* _TASK OBJECTIVE_
Reproduce each of the lines below word for word, and leave out the pictures.

* _RECORDS SHOWN_
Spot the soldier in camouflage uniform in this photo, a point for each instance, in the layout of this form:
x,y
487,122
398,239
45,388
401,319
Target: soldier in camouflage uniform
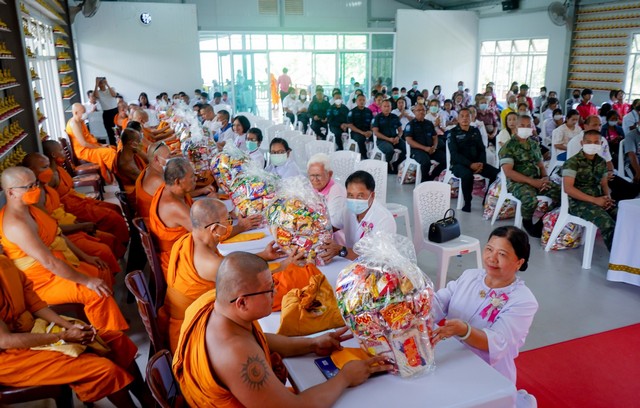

* _EXERCISE OUTPUT_
Spot the soldier in camouflage uniform in this photo, a point for each instance, in the layout of this form:
x,y
487,122
398,239
45,388
401,319
Target: soldier in camouflage uniform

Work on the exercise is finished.